__Data supplied__:

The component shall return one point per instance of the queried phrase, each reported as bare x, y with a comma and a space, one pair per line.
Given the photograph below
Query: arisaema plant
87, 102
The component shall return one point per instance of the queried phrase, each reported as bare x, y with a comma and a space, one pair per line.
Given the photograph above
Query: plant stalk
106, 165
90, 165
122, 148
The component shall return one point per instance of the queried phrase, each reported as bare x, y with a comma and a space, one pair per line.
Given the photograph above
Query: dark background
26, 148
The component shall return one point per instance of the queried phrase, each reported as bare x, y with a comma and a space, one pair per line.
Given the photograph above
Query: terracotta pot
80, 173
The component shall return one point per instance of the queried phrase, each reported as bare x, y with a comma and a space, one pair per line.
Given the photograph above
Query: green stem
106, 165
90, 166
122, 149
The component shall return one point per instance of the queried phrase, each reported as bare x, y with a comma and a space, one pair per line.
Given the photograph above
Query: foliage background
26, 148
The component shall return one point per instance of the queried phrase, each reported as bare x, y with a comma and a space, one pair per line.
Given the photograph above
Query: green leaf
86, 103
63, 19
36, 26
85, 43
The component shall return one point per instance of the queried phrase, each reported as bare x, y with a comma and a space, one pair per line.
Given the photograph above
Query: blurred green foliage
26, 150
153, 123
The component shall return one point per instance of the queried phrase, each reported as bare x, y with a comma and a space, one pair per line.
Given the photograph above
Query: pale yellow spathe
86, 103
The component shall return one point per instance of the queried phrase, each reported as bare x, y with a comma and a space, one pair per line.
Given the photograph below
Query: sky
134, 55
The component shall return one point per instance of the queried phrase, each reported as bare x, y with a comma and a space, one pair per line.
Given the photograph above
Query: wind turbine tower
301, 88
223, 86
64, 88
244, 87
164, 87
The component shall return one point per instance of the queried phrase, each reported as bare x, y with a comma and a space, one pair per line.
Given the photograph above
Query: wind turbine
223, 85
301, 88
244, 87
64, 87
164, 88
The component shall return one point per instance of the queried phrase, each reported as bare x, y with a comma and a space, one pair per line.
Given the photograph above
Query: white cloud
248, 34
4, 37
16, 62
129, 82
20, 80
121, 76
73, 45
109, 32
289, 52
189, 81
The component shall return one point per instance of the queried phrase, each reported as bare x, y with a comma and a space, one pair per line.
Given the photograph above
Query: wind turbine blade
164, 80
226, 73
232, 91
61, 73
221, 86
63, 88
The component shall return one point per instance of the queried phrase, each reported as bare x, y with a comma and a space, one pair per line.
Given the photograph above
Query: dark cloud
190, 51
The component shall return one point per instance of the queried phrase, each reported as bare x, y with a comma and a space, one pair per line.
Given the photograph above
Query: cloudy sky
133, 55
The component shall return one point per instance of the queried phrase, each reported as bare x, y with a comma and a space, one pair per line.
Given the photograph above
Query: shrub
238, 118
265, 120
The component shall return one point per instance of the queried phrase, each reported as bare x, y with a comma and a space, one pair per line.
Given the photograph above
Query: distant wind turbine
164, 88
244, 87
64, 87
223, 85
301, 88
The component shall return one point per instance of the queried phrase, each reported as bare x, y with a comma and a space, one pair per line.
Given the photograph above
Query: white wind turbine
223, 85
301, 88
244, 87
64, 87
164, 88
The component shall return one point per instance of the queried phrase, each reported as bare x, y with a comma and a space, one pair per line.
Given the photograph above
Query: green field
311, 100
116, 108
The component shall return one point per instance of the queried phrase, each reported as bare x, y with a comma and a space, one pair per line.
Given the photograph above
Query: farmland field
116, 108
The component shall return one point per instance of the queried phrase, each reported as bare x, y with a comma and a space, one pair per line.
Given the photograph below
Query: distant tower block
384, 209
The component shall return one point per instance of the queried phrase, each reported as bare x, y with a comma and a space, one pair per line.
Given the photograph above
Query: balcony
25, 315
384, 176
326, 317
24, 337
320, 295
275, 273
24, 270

__Action item__:
Write out all the records again, exactly as they appear.

__Finished exercise__:
The component shall return one point per instance of the queried phrase, each reported as bare x, y with a comma and a space, one pair per line.
Given the photograph below
Query: arisaema plant
87, 102
The component shall return one point per instance of the queried phrase, each reported as bare x, y with a comma and a space, one pair per line.
Given the photograph above
Query: plant stalk
106, 165
90, 165
122, 148
The component shall return one point per instance of the queried phrase, each reported as bare x, y with a comma and a space, one pair per line.
Given the photograph above
Query: dark background
26, 148
The component shall return one point per instance of the queried phrase, each reported as bare x, y with a comma and a space, one pair per line.
Given the photograph above
Query: terracotta pot
80, 173
The component shall return one point per instance of the queried phrase, each reported as bare x, y with a comma and a space, one pair per line.
Given the photograph above
Query: green stem
106, 165
90, 166
122, 149
The component shall return one point per instance of the queried phrase, each reported as bare x, y with a comma and a space, one pair per line.
Given the photograph above
Query: foliage background
26, 148
The component shall return one point per instance of the queried phrase, each reported as bare x, y with a comma and a space, one pair per line.
Given the photograph above
Query: green leaf
86, 103
63, 19
36, 26
85, 43
The component shall return one point per instance of the queried phrase, each reported as bare x, y with a comma and a space, one pair per line.
Given the photograph above
Query: blurred green foliage
26, 150
153, 123
The component shall return one point per instance of the queried phrase, each reported as bare x, y with a comma and a space, one pair per line.
Given the photograph above
Query: pale yellow spathe
86, 103
The component shall return one point per instance of the queried phrase, each reported as bare x, y with a comma and a space, one pair per line.
Given the photograph below
Query: sky
134, 55
The component shall return one point per instance of the queried phrase, each reported as bare x, y with a comma and a space, one pair per line.
Given the photograph above
Query: wind turbine tower
301, 88
223, 86
64, 88
244, 87
164, 87
The component shall return one point per instance of the queried phrase, each reported as bare x, y with a comma and a space, one pair per line.
Given the photograph above
Query: wind turbine
223, 85
301, 88
244, 87
64, 87
164, 88
The component shall return one point per instance of the queried phrase, each reported as bare x, y with a comma and a space, one pair per line.
Given the photograph above
Query: white cloud
248, 34
4, 37
16, 62
129, 82
20, 80
121, 76
73, 45
109, 32
289, 52
189, 81
The component shall return one point per instance of the queried phrase, each reported as bare x, y with a comma and a space, one pair per line.
Given the photograph above
Query: wind turbine blade
164, 80
226, 73
232, 91
61, 73
221, 86
63, 88
The component shall return one point per instance of the queried phrase, each reported as bare x, y with a comma and a space, one pair per line.
Given the photograph above
Query: dark cloud
190, 51
The component shall return one point per instance of the queried phrase, each reported as bare x, y with a comma and a space, one pair per line.
Given the photograph above
Query: cloudy sky
133, 55
The component shall return one point per instance of the queried phrase, each reported as bare x, y with a comma and a space, one pair per line.
Given the photograph above
Query: shrub
238, 118
265, 120
The component shall return one point per instance of the queried phrase, each reported as bare x, y with a comma and a space, one pair per line.
Given the photograph above
Query: distant wind turbine
164, 88
244, 87
64, 87
223, 85
301, 88
The component shall return one point per instance of the queried phrase, each reported as bare x, y with a comma and a space, one pair per line.
Given the photograph above
Query: white wind turbine
223, 85
301, 88
244, 87
64, 87
164, 88
The component shall return one point per instance of the queried phrase, each reported as bare x, y with a comma and a space, one pair per line.
Given the photograph above
Query: green field
311, 100
116, 108
The component shall return one point per instance of the queried phrase, each reported as bare x, y with a comma and a space, one pair per line.
Given the photograph above
Query: farmland field
116, 108
The component shall return one point per instance of the queried phrase, each reported as bare x, y with a comma and a space, one pair per line.
Given the photograph below
Query: distant tower block
384, 209
The component shall return one point per instance of the queried phrase, each reported as bare x, y with a comma and a space, one pair per line.
Given the photograph above
Query: balcony
25, 315
384, 176
326, 317
24, 337
320, 295
275, 273
24, 270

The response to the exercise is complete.